#### Data listing:
* * * *

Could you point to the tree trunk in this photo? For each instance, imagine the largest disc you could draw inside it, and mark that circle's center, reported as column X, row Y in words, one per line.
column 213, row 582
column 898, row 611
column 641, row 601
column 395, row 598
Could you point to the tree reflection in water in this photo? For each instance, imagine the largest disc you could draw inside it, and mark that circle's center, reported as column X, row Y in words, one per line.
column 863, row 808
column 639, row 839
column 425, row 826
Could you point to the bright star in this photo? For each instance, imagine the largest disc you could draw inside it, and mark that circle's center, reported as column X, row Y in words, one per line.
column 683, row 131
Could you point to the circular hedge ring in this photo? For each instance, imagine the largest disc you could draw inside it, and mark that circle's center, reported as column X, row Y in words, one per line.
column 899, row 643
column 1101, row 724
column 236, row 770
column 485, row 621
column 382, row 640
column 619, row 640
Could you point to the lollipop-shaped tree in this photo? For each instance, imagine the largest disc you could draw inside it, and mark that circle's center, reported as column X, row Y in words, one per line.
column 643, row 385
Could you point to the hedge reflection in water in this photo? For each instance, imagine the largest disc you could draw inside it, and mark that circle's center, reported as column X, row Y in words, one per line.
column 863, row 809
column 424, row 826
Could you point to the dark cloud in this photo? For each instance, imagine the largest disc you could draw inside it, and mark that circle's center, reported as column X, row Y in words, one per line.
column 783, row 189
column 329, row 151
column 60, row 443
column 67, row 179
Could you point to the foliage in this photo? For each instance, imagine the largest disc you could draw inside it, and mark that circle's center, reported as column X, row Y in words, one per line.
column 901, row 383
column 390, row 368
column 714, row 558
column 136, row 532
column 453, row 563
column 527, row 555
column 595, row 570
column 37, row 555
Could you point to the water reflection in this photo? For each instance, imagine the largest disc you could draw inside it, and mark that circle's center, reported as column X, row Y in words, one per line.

* * * *

#### Task to complete:
Each line of the data above should appear again in your answer, exactly as given.

#### Written response:
Could you point to the tree trunk in this photo? For each instance, imagine the largest disc you could draw inside it, and mark that circle's center, reported as column X, row Y in words, one per line.
column 213, row 582
column 898, row 611
column 641, row 601
column 395, row 598
Could you point to the tree reflection in water in this photo? For each instance, imagine the largest disc you could draw inside it, and mark that circle's center, reported as column X, row Y in words, one per line.
column 863, row 808
column 639, row 839
column 425, row 826
Could you point to the bright star in this photo? For each instance, imagine the largest disc you could draw inside it, and mark that circle's center, reported as column X, row Y in words, one per line.
column 683, row 131
Could you point to the circular hedge ring in this photo? For each instance, imagine the largest disc you could draw inside it, and mark that circle's center, reported as column X, row Y in words, one per line.
column 899, row 643
column 1101, row 724
column 236, row 770
column 485, row 621
column 382, row 640
column 619, row 640
Could you point to the lollipop-shaped tree in this photo? For each instance, imagine the largest disc you could draw inside it, and mark that circle's center, reported as column X, row Y in words, one per line.
column 643, row 385
Could you point to the hedge reflection in water in this photo? For each instance, imagine the largest disc you could draw inside it, and mark that circle's center, reported as column X, row Y in words, one per line.
column 863, row 809
column 424, row 826
Could you point to the dark cloud in this photo? For each instance, imagine the largest disc you could draw inside it, and mark that circle's center, reported as column X, row Y in words, one per line.
column 783, row 189
column 329, row 151
column 60, row 443
column 67, row 179
Could you point to the foliage in this photo? For each instance, imagine the largest disc you could draw inside it, and mark that circle's center, reported as column X, row Y in words, one per line.
column 901, row 383
column 390, row 368
column 714, row 558
column 136, row 532
column 453, row 563
column 527, row 555
column 595, row 570
column 37, row 555
Could you point to the water reflection in this photo? For each instance, imagine the largest disc you could draw inside it, and mark that circle's center, reported as column X, row Y in words, one per line.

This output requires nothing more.